* **Work item**
State the number of lines with "xmlns" in the listing, leaving out everything else.

* **Provided data**

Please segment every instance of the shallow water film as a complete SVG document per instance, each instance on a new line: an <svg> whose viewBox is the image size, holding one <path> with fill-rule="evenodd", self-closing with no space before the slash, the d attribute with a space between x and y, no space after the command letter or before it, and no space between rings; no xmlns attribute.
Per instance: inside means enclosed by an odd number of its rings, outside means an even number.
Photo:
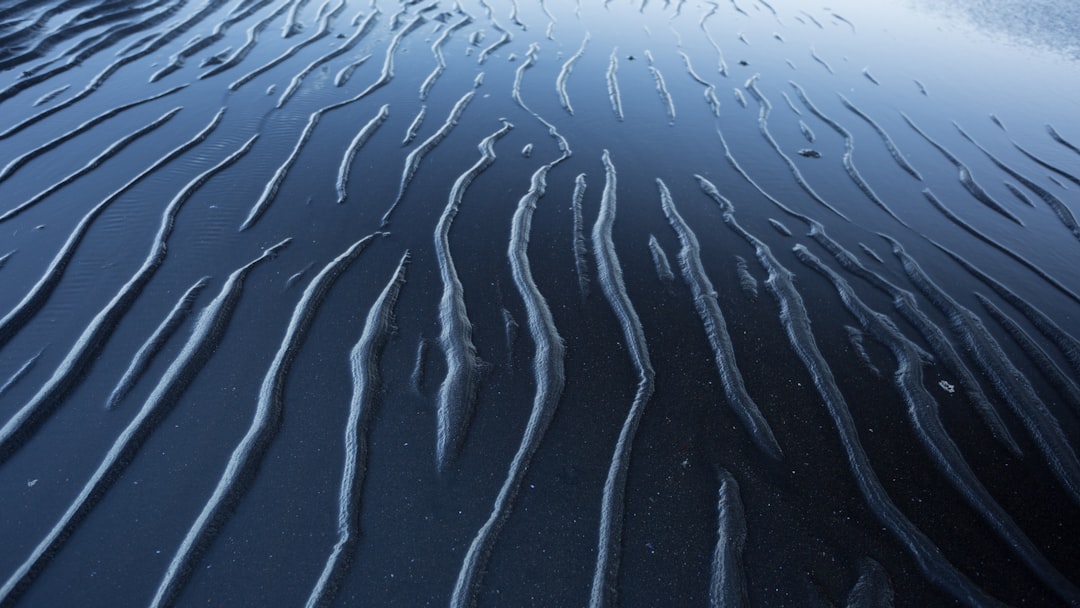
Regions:
<svg viewBox="0 0 1080 608"><path fill-rule="evenodd" d="M0 606L1080 605L1077 32L0 2Z"/></svg>

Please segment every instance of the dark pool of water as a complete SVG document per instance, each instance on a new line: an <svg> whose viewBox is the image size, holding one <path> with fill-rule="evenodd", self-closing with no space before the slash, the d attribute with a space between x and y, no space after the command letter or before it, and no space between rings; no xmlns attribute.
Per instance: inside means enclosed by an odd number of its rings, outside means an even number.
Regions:
<svg viewBox="0 0 1080 608"><path fill-rule="evenodd" d="M0 604L1080 602L1070 19L3 4Z"/></svg>

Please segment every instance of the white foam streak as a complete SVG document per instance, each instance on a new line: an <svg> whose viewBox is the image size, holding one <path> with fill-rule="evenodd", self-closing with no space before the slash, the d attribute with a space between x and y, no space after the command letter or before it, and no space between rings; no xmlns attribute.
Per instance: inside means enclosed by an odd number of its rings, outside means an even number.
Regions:
<svg viewBox="0 0 1080 608"><path fill-rule="evenodd" d="M720 376L720 385L728 407L750 433L750 437L758 448L770 457L780 460L783 458L780 444L777 443L768 421L746 392L743 384L742 373L735 361L735 349L731 343L724 313L720 310L716 289L706 275L705 267L701 262L701 245L697 236L675 208L675 201L671 198L671 192L664 182L657 179L656 184L660 189L664 215L667 216L672 229L679 236L679 242L682 243L682 249L679 250L679 268L682 270L683 280L690 286L694 297L694 308L697 309L698 316L705 326L705 335L713 351L716 371Z"/></svg>
<svg viewBox="0 0 1080 608"><path fill-rule="evenodd" d="M124 375L116 383L116 388L113 389L112 393L109 394L109 398L105 401L106 409L115 408L120 403L120 400L135 386L135 383L146 371L158 351L165 346L165 343L176 333L176 330L180 328L180 324L187 318L188 313L191 312L191 307L195 305L195 298L198 297L203 287L206 287L208 279L209 277L199 279L180 296L172 310L166 315L165 320L154 329L154 333L150 334L150 337L135 353L135 356L131 359L131 364L124 371Z"/></svg>
<svg viewBox="0 0 1080 608"><path fill-rule="evenodd" d="M615 254L612 226L615 223L616 173L611 156L604 150L604 192L600 197L600 212L593 225L593 255L596 258L600 289L622 328L630 360L638 374L637 391L627 412L626 420L615 443L600 504L600 530L593 570L590 608L616 605L619 573L619 554L622 537L626 477L630 468L630 451L637 434L645 405L652 397L654 378L645 331L623 282L622 267Z"/></svg>
<svg viewBox="0 0 1080 608"><path fill-rule="evenodd" d="M440 471L447 467L464 442L481 369L480 357L472 341L472 322L465 308L464 288L450 254L450 227L469 184L495 162L496 140L512 128L513 125L503 121L502 127L480 142L480 159L454 181L449 200L435 226L435 255L443 284L439 300L439 347L446 357L446 376L436 397L435 464Z"/></svg>
<svg viewBox="0 0 1080 608"><path fill-rule="evenodd" d="M656 266L656 276L665 283L675 280L675 274L671 272L671 263L668 262L667 254L656 237L649 235L649 253L652 254L653 266Z"/></svg>
<svg viewBox="0 0 1080 608"><path fill-rule="evenodd" d="M420 106L420 111L416 113L416 116L409 123L409 128L405 130L405 138L401 140L401 145L407 146L412 143L412 140L416 139L416 134L420 131L420 126L424 124L424 116L427 115L427 106Z"/></svg>
<svg viewBox="0 0 1080 608"><path fill-rule="evenodd" d="M369 120L367 124L365 124L360 129L360 131L356 133L356 136L353 137L352 141L349 142L348 148L345 149L344 156L341 157L341 164L338 166L338 203L344 203L345 199L348 198L347 186L349 183L349 172L352 167L353 159L356 158L357 151L359 151L360 148L362 148L364 144L367 143L367 140L375 134L375 130L382 126L384 122L386 122L386 118L389 115L390 104L383 104L383 106L379 108L379 112L375 114L375 116L373 116L371 120Z"/></svg>
<svg viewBox="0 0 1080 608"><path fill-rule="evenodd" d="M397 197L394 198L394 202L390 204L390 208L386 210L386 213L382 217L382 225L385 227L390 223L390 215L401 203L401 199L405 197L405 189L409 187L409 183L412 182L412 178L416 175L416 170L420 168L420 161L424 160L424 157L431 152L435 146L439 145L442 140L446 139L446 136L450 134L450 131L457 125L458 120L461 119L461 115L465 112L465 108L472 101L476 95L475 91L469 91L461 96L461 99L457 100L454 107L450 109L450 114L446 117L446 121L442 124L437 131L431 134L430 137L425 139L420 145L413 148L412 152L405 157L405 167L401 171L401 185L398 187Z"/></svg>
<svg viewBox="0 0 1080 608"><path fill-rule="evenodd" d="M574 195L571 199L571 211L574 215L574 270L577 272L578 289L581 297L589 295L589 268L586 260L584 222L581 216L582 201L585 199L585 174L574 178Z"/></svg>
<svg viewBox="0 0 1080 608"><path fill-rule="evenodd" d="M855 113L856 116L865 120L867 123L869 123L871 127L874 128L875 131L877 131L877 134L881 136L882 141L885 142L885 147L888 148L889 154L892 155L893 160L896 161L896 164L900 165L901 169L907 171L915 179L922 181L922 175L915 169L915 167L911 166L911 163L908 162L904 154L900 152L899 148L897 148L896 142L893 141L892 137L889 136L889 134L885 131L884 128L881 127L881 125L877 123L877 121L875 121L873 118L870 118L869 115L867 115L859 108L855 107L855 104L848 101L847 97L840 95L840 101L843 102L845 108L851 110L853 113Z"/></svg>
<svg viewBox="0 0 1080 608"><path fill-rule="evenodd" d="M619 59L615 56L619 47L611 49L611 58L608 60L607 89L608 99L611 100L611 109L615 112L615 118L620 122L623 119L622 96L619 94L619 79L616 72L619 71Z"/></svg>
<svg viewBox="0 0 1080 608"><path fill-rule="evenodd" d="M717 4L716 2L712 2L711 0L708 2L708 4L712 8L709 9L709 12L702 15L701 21L698 22L698 27L700 27L701 31L705 33L705 39L709 41L709 44L711 44L712 47L714 49L716 49L716 69L717 69L718 72L720 72L721 76L724 76L726 78L728 73L727 73L727 63L724 62L724 52L722 50L720 50L720 45L716 43L716 40L712 37L712 34L709 32L709 29L707 27L705 27L705 21L709 17L716 14L716 10L720 8L720 5Z"/></svg>
<svg viewBox="0 0 1080 608"><path fill-rule="evenodd" d="M367 473L368 427L379 394L379 359L392 331L394 305L405 283L409 252L398 262L390 281L371 305L360 339L349 356L352 399L345 425L345 467L338 496L337 542L308 596L307 608L327 606L348 569L348 554L360 535L360 493Z"/></svg>
<svg viewBox="0 0 1080 608"><path fill-rule="evenodd" d="M720 490L709 608L743 608L748 605L742 555L746 544L746 514L739 496L739 482L724 469L720 469L717 476Z"/></svg>
<svg viewBox="0 0 1080 608"><path fill-rule="evenodd" d="M576 53L566 60L562 69L559 70L559 76L555 79L555 90L559 93L559 101L562 102L562 106L566 108L566 111L571 116L574 115L574 107L570 105L570 96L566 93L566 80L570 77L570 73L574 71L574 64L585 54L585 46L588 44L589 32L585 32L585 38L582 39L581 46L578 47Z"/></svg>
<svg viewBox="0 0 1080 608"><path fill-rule="evenodd" d="M319 124L319 119L322 118L324 110L316 110L308 116L307 125L304 126L304 130L300 132L300 137L297 138L296 143L293 144L293 149L289 152L289 155L285 157L285 160L278 165L274 175L270 177L270 181L263 186L263 191L259 195L259 198L255 201L255 204L251 206L251 210L248 212L244 223L240 225L240 230L244 231L255 225L255 222L262 217L266 209L270 207L270 203L273 202L274 197L277 196L278 190L281 188L282 182L285 181L285 176L288 175L289 169L296 163L296 159L300 157L300 151L304 149L304 144L311 139L311 134L315 132L315 127Z"/></svg>
<svg viewBox="0 0 1080 608"><path fill-rule="evenodd" d="M648 53L648 51L645 51ZM667 108L668 123L675 124L675 102L671 99L671 93L668 92L667 83L664 82L664 75L660 73L660 70L652 64L652 58L649 60L649 71L652 72L653 79L656 80L656 91L660 93L660 99L663 100L664 106Z"/></svg>
<svg viewBox="0 0 1080 608"><path fill-rule="evenodd" d="M476 589L487 556L503 524L510 516L514 498L521 488L529 463L555 415L565 384L565 347L555 327L551 310L533 280L527 251L533 212L536 210L537 201L544 195L546 176L551 166L551 164L544 165L533 173L529 191L518 201L510 230L510 245L507 249L514 285L525 304L529 334L536 345L536 353L533 357L536 395L533 398L532 411L529 414L521 443L510 462L509 471L495 498L491 514L470 544L461 571L458 573L454 592L450 598L450 605L455 608L464 608L475 602Z"/></svg>
<svg viewBox="0 0 1080 608"><path fill-rule="evenodd" d="M18 383L19 380L22 380L23 376L25 376L34 367L34 364L37 363L37 360L44 352L45 349L39 350L38 354L27 359L26 363L23 363L22 366L19 367L19 369L15 370L14 373L8 376L8 379L4 382L4 384L0 385L0 397L3 397L4 393L11 390L11 387L15 386L15 384Z"/></svg>
<svg viewBox="0 0 1080 608"><path fill-rule="evenodd" d="M720 100L716 98L716 85L705 80L694 71L694 66L690 64L689 55L683 51L679 51L679 55L682 55L683 61L686 62L686 71L690 72L690 77L705 87L705 103L712 108L713 116L720 116Z"/></svg>
<svg viewBox="0 0 1080 608"><path fill-rule="evenodd" d="M428 74L428 77L424 79L424 82L420 84L420 101L427 99L428 93L431 92L431 87L435 86L435 81L439 79L443 71L446 70L446 58L443 57L442 47L446 44L446 40L450 38L450 34L472 23L472 17L466 15L462 19L450 27L443 30L435 42L431 44L431 52L435 55L435 69Z"/></svg>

* **Problem solution**
3